▶ _Available records_:

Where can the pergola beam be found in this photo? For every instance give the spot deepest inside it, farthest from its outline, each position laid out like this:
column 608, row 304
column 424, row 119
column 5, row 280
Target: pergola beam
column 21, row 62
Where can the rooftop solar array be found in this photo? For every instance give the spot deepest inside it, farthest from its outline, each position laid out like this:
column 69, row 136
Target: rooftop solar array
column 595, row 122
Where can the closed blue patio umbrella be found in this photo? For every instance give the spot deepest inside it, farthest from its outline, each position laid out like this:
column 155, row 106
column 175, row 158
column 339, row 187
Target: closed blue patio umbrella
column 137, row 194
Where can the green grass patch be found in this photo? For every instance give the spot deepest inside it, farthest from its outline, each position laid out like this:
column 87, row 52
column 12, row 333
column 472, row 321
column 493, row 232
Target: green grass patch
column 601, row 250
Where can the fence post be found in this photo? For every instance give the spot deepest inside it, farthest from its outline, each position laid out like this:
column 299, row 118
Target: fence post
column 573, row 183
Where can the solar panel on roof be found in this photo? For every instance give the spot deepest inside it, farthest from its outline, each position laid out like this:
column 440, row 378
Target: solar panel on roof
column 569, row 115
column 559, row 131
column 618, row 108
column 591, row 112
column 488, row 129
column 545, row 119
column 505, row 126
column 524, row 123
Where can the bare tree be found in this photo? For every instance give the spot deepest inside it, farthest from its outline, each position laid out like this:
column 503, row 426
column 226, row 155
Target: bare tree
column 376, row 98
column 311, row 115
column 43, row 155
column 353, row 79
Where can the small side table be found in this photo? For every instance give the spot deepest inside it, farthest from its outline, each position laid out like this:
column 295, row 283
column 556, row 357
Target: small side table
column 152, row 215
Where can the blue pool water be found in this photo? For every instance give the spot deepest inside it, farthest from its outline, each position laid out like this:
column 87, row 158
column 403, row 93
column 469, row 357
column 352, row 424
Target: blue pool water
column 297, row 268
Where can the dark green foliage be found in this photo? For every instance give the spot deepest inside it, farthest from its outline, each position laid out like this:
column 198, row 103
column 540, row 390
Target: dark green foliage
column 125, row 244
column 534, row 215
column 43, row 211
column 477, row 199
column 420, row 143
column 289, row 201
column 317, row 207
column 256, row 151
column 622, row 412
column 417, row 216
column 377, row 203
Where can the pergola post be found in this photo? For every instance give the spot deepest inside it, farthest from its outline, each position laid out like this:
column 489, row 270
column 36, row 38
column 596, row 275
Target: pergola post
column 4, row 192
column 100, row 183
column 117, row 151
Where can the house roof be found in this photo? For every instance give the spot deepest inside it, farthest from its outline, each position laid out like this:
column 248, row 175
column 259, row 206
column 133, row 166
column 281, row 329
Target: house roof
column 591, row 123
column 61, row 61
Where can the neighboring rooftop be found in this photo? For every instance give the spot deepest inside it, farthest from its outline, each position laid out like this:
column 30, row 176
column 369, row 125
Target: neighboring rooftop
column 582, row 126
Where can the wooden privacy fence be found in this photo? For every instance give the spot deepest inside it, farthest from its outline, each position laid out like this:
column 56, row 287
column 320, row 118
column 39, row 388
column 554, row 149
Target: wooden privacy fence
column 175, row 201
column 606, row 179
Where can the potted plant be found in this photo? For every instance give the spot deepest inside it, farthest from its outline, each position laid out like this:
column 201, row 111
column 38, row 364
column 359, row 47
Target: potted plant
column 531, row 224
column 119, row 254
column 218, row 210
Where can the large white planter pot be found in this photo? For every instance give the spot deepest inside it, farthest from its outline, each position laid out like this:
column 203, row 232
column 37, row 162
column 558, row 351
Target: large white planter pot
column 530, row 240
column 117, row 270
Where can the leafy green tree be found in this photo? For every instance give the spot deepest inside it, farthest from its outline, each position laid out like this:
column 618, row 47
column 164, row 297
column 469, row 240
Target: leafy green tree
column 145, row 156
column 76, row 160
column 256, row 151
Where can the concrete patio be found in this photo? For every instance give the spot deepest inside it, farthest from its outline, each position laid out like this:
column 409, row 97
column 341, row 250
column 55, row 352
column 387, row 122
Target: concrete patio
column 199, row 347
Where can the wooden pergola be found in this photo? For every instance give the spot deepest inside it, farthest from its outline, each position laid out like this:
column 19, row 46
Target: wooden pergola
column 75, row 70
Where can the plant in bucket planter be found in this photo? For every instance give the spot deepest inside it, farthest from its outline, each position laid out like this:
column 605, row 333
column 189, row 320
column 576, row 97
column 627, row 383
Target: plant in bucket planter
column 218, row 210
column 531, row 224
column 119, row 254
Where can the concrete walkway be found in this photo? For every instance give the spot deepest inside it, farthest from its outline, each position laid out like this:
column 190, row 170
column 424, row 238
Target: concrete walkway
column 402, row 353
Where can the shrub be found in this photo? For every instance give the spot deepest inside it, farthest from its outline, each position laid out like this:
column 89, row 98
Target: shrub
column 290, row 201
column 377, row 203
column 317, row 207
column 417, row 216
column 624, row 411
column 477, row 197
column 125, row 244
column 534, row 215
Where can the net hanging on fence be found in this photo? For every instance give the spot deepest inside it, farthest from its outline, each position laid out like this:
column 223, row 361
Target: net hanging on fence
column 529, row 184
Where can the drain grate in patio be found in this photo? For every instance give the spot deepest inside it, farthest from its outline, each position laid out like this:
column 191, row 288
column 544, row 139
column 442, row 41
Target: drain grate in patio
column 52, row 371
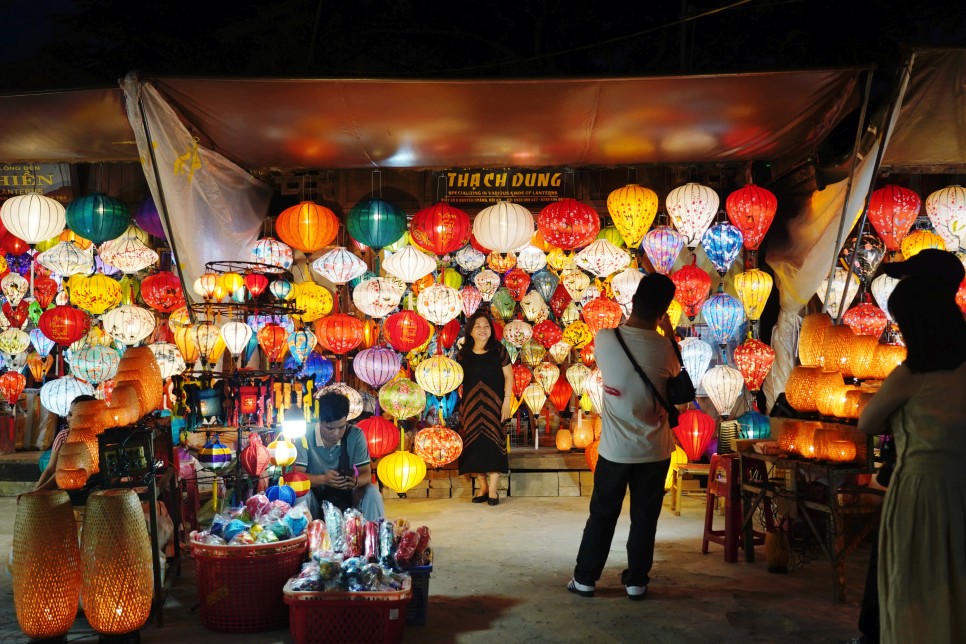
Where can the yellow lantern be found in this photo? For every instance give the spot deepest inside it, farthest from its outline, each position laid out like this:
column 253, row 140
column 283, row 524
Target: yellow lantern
column 753, row 288
column 632, row 208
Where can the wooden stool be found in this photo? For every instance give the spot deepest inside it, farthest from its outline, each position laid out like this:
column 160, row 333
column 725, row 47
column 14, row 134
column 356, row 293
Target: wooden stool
column 678, row 473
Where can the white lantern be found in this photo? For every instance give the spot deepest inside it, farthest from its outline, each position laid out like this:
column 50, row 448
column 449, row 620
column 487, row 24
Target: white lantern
column 57, row 395
column 33, row 218
column 169, row 359
column 946, row 209
column 723, row 385
column 439, row 304
column 409, row 264
column 378, row 296
column 838, row 287
column 602, row 258
column 531, row 259
column 696, row 356
column 129, row 324
column 127, row 254
column 692, row 208
column 66, row 259
column 339, row 265
column 503, row 227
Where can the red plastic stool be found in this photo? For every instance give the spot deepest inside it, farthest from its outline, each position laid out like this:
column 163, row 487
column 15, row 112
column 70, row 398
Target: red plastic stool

▶ _Assignment_: Would you retype exactly the lines above, from the line with "Where can the bare" to the line with "column 540, row 390", with both end lines kept and nothing more?

▶ _Exercise answer_:
Where can the bare tree be found in this photo? For every instance give the spot deepest inside it, farthest from its outline, each position laid out like this:
column 503, row 426
column 226, row 155
Target: bare tree
column 376, row 98
column 311, row 115
column 43, row 155
column 353, row 79
Where can the small side table be found in this photo? For every instance give the spot deepest inside it, farthest from its outline, each position laid out like this:
column 295, row 283
column 556, row 357
Target: small side table
column 152, row 215
Where can the blue pool water be found in this photo? For every instance give the spot deepest inside it, farthest from its outline, each position laid out like this:
column 87, row 158
column 403, row 93
column 469, row 357
column 352, row 424
Target: blue pool water
column 297, row 268
Where can the dark green foliage be found in this photo? For every instance give the spot deepest inside it, farthest from its outline, each position laid out like this:
column 198, row 103
column 540, row 390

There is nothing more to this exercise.